• [Passage]:
Abruzzi_spur said...

what exactly are you an expert on?

1. there is no fluid intelligence, just like there are no angels.

2. aside from wk or fas, alcohol and alcoholism have no effect on iq. it can affect performance on some neuropsychological tests, but has no effect on an indivdual's general cognitive ability. this is not a controversial claim. the gross changes in the brains of some heavy drinkers are generally not the result of cell death. at autopsy the brains of heavy drinkers are not significantly lighter than those of abstainers.

James Hedman said...

John von Neumann was a notorious drunkard.

Iamexpert said...

Brain size & alcohol:

With respect to fluid IQ, you're entitled to your opinion.

Abruzzi_spur said...

brain volume yes, brain mass no.

Abruzzi_spur said...

so was alekhine.

James Hedman said...

I was going to mention that too although before a match he usually had only one or two drinks at most if at all. At those levels alcohol has a mildly stimulating effect.

By all accounts von Neumann could drink a whole fifth and remain as brilliant and loquacious as ever. He once downed 16 martinis straight in a row. His friends were constantly covering for him and getting him out of drunken driving jams with the cops when he would run off the road in his car.

Those were different times back then though. It was perfectly legal to drink and drive (none of this open container nonsense we have today) it was only illegal to drive drunk. Of course back then the legal limit for blood alcohol was much higher too. When BAC levels became law in the 1930's they were generally .15%. You might recall early on in Alfred Hitchcock's movie North By Northwest Cary Grant is picked up by the Connecticut cops for driving after being made drunk by nefarious means, and while his credibility about the events is questioned he isn't in much legal trouble.

The damnable Mothers Against Drunk Driving changed all that as the awful wave of 1970's feminism wracked over our society.

Iamexpert said...

Why would the effect be different on volume than on weight? It's probably just that volume studies are more accurate since they use in vivo MRIs. By contrast measuring brain weight is messy considering it increases 9% postmortem. Anyway here's an article about the damaging effects of alcohol on intellect:

Iamexpert said...

Von Neumann probably had a large enough brain that he could afford to lose a little brain mass without jeopardizing his super genius status

Abruzzi_spur said...

• [Excerpted records]:
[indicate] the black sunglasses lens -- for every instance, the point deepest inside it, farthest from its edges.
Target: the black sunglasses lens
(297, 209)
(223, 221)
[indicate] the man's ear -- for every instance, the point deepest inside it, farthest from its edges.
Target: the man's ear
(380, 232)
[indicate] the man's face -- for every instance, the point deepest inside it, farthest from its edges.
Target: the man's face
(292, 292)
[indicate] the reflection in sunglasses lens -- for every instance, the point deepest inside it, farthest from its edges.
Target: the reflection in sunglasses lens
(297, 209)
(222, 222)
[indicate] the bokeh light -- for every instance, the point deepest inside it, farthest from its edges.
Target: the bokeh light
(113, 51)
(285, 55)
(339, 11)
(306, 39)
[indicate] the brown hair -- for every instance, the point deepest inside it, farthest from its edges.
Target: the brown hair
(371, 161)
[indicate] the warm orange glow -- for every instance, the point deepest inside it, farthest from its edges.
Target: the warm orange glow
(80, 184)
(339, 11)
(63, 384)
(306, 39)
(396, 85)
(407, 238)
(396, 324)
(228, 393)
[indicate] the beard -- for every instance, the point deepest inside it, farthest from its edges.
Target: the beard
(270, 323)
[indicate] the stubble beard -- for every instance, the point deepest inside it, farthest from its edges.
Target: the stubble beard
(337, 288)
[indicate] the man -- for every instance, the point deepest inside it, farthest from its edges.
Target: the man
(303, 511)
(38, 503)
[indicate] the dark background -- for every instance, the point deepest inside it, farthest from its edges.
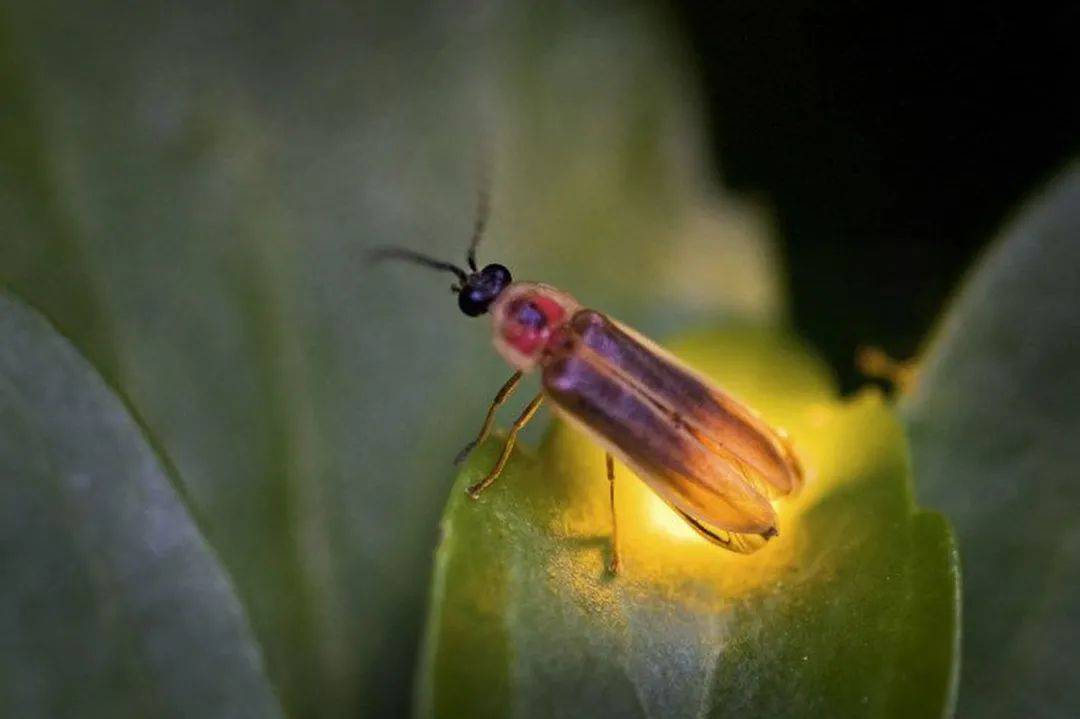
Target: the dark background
(891, 145)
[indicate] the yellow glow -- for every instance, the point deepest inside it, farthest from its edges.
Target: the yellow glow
(664, 519)
(658, 548)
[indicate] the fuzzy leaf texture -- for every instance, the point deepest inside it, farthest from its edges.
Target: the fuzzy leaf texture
(112, 605)
(851, 611)
(994, 420)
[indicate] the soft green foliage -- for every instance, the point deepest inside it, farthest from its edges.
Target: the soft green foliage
(850, 612)
(187, 190)
(995, 428)
(111, 602)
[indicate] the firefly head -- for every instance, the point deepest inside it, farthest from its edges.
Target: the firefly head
(481, 288)
(476, 288)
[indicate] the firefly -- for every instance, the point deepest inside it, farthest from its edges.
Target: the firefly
(712, 459)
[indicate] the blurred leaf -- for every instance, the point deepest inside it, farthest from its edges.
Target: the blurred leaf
(851, 611)
(994, 422)
(112, 604)
(187, 190)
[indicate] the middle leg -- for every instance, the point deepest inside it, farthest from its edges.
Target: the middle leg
(613, 567)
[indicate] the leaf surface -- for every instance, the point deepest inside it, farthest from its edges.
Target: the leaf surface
(112, 604)
(851, 611)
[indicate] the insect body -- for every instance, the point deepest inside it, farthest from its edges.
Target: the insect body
(713, 460)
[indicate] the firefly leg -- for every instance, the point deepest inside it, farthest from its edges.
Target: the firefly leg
(613, 567)
(507, 448)
(500, 398)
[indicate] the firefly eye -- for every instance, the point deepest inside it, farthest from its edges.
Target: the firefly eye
(481, 289)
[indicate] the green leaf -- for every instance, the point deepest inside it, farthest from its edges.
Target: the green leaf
(112, 604)
(188, 189)
(851, 611)
(994, 422)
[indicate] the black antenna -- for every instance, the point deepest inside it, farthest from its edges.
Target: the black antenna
(483, 207)
(417, 258)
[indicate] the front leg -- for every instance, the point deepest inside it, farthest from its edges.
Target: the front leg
(500, 398)
(507, 448)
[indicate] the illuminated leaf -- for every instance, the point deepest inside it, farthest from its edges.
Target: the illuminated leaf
(112, 605)
(995, 428)
(187, 190)
(851, 611)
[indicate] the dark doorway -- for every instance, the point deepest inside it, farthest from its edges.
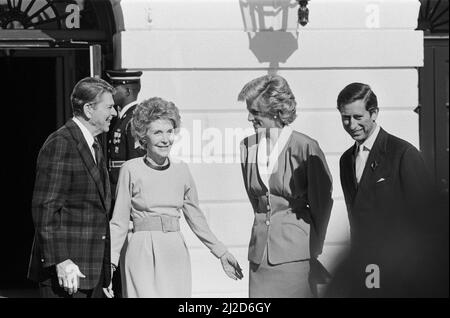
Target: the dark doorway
(35, 99)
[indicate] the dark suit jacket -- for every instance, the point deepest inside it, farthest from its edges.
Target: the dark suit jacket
(392, 190)
(70, 208)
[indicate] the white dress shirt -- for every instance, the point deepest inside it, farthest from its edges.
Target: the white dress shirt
(363, 151)
(87, 136)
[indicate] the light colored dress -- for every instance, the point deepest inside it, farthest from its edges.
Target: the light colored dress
(157, 262)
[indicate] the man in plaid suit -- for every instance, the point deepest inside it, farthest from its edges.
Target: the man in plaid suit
(71, 201)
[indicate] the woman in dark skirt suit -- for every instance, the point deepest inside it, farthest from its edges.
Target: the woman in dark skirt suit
(289, 186)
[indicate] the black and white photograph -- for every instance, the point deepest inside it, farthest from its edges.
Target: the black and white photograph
(224, 153)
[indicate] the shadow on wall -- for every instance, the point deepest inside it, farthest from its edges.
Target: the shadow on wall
(273, 38)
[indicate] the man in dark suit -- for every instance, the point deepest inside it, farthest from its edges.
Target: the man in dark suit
(72, 198)
(121, 144)
(387, 189)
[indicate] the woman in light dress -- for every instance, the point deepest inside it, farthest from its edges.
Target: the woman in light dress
(152, 191)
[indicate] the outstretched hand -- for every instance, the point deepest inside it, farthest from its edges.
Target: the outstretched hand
(69, 276)
(231, 266)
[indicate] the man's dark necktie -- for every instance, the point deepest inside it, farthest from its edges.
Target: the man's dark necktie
(102, 169)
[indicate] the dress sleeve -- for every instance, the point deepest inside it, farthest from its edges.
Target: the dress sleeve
(119, 223)
(196, 219)
(319, 197)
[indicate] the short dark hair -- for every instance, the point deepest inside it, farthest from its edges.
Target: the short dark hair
(271, 94)
(358, 91)
(86, 91)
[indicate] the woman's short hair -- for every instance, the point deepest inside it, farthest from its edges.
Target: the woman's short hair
(358, 91)
(272, 95)
(150, 110)
(87, 91)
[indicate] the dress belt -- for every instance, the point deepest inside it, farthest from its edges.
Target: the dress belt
(162, 223)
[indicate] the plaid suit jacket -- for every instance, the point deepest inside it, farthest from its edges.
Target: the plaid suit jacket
(70, 209)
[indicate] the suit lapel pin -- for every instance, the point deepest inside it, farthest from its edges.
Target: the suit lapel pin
(374, 165)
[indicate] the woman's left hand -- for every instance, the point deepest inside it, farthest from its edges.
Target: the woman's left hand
(231, 266)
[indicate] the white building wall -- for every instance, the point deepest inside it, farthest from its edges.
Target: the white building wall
(199, 54)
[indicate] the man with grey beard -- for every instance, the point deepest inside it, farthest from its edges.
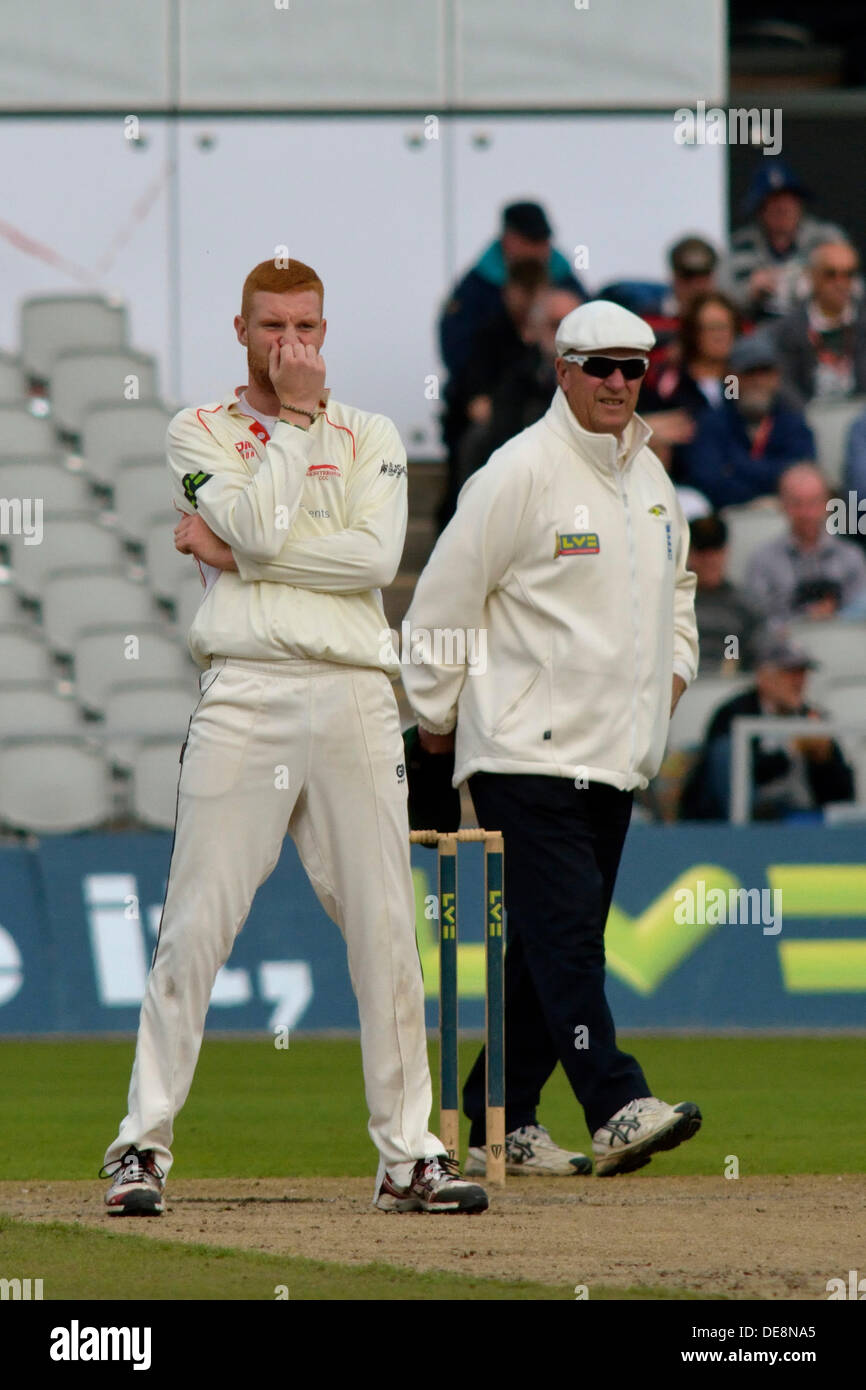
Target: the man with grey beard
(740, 451)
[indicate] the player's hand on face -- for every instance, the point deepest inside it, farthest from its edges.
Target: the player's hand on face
(298, 374)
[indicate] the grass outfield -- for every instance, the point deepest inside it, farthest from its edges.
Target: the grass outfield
(95, 1265)
(781, 1105)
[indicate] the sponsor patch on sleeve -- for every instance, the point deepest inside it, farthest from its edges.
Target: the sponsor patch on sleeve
(577, 542)
(192, 481)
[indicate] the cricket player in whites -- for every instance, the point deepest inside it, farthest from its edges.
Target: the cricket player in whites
(295, 508)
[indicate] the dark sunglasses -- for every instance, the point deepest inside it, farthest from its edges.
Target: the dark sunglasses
(603, 367)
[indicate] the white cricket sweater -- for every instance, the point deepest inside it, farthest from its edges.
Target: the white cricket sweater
(316, 521)
(573, 570)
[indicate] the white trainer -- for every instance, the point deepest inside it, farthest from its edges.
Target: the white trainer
(638, 1130)
(530, 1150)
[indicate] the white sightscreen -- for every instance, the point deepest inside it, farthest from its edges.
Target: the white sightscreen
(387, 216)
(331, 54)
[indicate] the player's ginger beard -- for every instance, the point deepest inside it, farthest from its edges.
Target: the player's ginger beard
(257, 367)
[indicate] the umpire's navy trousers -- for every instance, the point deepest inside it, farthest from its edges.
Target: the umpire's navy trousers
(562, 852)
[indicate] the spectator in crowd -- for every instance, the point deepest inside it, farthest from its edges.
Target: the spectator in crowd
(788, 774)
(526, 388)
(726, 623)
(770, 252)
(740, 449)
(692, 273)
(499, 341)
(822, 342)
(855, 474)
(680, 389)
(526, 235)
(806, 573)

• [Required work]:
**A)** In the comment thread about alcohol and intelligence, what was the usual legal blood alcohol limit when such limits first became law in the 1930s?
**B)** Carry on the comment thread about alcohol and intelligence from its last line.
The data has nothing to do with the comment thread about alcohol and intelligence.

• [Task answers]:
**A)** It was generally .15%.

**B)**
there's nothing new for me in that article. the first article you linked to suggested that alcohol dehydrates the brain. but a 1.5% difference in mass may be described as "insignificant" by some researchers.

there are changes in performance on some tests, but general performance (iq) is not affected or the effect is not practically significant (with some rare exceptions). the parts of the brain most atrophied in heavy drinkers are the same areas used in tests of "fluid" intelligence. but again, the effect is generally not practically significant. and it may be that alcohol abuse is more common in those with a lopsided crystallized vs fluid profile. authors are often heavy drinkers.

wk is entirely due to the sequela of thiamine deficiency. it is seen in non-alcoholic beriberi also. cerebellar atrophy and the very rare Marchiafava-Bignami i would suggest are also due to sequela.

in one study in spain half of those who'd consumed an average of 3/4 of a fifth for decades had no detectable cerebellar atrophy. (the cerebellum is more sensitive to alcohol than other parts of the brain.) i for one would get very sick if i drank that much.

i do think that of all drugs alcohol is by far the most likely to cause irreversible brain damage, but at the same time, because etoh is a source of calories, nutritional deficiencies are more likely also. also hypertension and electrolyte imbalances are effected by drinking too much. both can damage the brain. excitotoxicity from alcohol withdrawal though is very rare.

gide07 said...

steve deletes all comments which he disagrees with.

typical chinaman.

CharlesRyder1921 said...

another person whose iq is higher than steve's.